• **Prompt 1**:
Count the lines of the listing below that contain the string "cliff", treating uppercase and lowercase as different, and give only the number.

• **Extract**:
--- BEGIN ---
You answered it very well! I have a follow-up on that. Um, you know, certain resources tend to get a lot of attention, and we’ve heard from a lot of our interviewees about humpback chub, rainbow trout, brown trout, but, you know, Game and Fish, and the U.S. Fish and Wildlife Service, have a much broader mandate than specific species, especially those that are popular for, um, sport, and those that are endangered and have to be protected by law. Can you talk a little bit about, um, whether there were any other wildlife concerns and issues that you worked on or advocated for besides those iconic three?
Yeah, there were, and it was, I’ll say mostly during GCES Phase One, with some overlap into GCES Phase Two. There was more–research was a little bit more broadly distributed, looking at other species of interest, other taxa (pause) the riparian habitat and associated birds were of interest in the eighties, early nineties. Um (pause) the, the uh, we really don’t have many endangered birds in the canyon. We went through a period in the, uh, late eighties, early nineties when bald eagle, uh, became winter residents at Nankoweap Creek. I don’t know if you’ve heard about that story.
--- END ---
• **Prompt 2**:
Render this sentence from the canyon wildlife interview in French: "I don’t know if you’ve heard about that story."

• **Supplied material**:
--- BEGIN ---
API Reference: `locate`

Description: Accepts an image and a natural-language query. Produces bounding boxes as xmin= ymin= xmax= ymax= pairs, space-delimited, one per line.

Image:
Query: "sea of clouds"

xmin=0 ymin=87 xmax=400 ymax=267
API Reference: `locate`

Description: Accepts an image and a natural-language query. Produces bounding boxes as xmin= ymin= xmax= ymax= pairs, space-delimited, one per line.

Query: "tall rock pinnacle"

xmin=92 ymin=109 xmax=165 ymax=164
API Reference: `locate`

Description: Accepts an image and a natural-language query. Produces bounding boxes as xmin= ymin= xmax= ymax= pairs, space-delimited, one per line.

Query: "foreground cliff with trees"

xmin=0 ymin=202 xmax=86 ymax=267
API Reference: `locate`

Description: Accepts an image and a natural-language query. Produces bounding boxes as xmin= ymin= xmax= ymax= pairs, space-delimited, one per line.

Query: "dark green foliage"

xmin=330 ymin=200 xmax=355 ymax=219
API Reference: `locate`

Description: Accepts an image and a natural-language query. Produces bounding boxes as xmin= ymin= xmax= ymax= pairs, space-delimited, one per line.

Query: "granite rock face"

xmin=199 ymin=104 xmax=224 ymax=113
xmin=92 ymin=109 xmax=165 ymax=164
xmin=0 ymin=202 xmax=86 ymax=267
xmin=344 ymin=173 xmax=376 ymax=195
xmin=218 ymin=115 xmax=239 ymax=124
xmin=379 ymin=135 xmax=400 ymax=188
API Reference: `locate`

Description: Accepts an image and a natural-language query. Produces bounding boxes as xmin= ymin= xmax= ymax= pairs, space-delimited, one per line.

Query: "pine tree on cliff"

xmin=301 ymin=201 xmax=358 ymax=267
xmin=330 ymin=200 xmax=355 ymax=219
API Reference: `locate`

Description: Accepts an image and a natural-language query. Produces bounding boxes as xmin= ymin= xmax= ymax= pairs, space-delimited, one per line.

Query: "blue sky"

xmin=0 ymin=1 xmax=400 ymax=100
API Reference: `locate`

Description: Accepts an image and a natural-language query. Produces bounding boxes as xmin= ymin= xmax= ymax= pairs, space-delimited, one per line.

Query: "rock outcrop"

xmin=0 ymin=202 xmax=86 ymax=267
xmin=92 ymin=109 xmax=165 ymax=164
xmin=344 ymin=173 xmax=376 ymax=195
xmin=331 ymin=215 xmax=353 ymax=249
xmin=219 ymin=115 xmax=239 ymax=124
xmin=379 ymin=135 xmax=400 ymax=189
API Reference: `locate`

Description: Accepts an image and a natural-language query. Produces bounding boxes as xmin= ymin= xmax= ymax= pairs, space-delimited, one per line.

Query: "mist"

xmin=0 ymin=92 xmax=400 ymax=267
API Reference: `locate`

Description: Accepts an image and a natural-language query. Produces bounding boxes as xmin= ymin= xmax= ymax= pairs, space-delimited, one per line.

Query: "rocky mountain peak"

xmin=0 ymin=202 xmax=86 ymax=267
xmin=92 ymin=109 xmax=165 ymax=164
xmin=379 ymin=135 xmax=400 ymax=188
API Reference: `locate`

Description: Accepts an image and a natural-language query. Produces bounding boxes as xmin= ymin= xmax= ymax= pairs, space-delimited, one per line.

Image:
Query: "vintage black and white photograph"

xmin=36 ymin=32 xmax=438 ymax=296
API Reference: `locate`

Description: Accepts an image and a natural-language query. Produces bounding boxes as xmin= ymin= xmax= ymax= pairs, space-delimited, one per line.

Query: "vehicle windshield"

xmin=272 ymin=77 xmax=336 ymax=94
--- END ---
• **Output 1**:
2

• **Output 2**:
Je ne sais pas si vous avez entendu parler de cette histoire.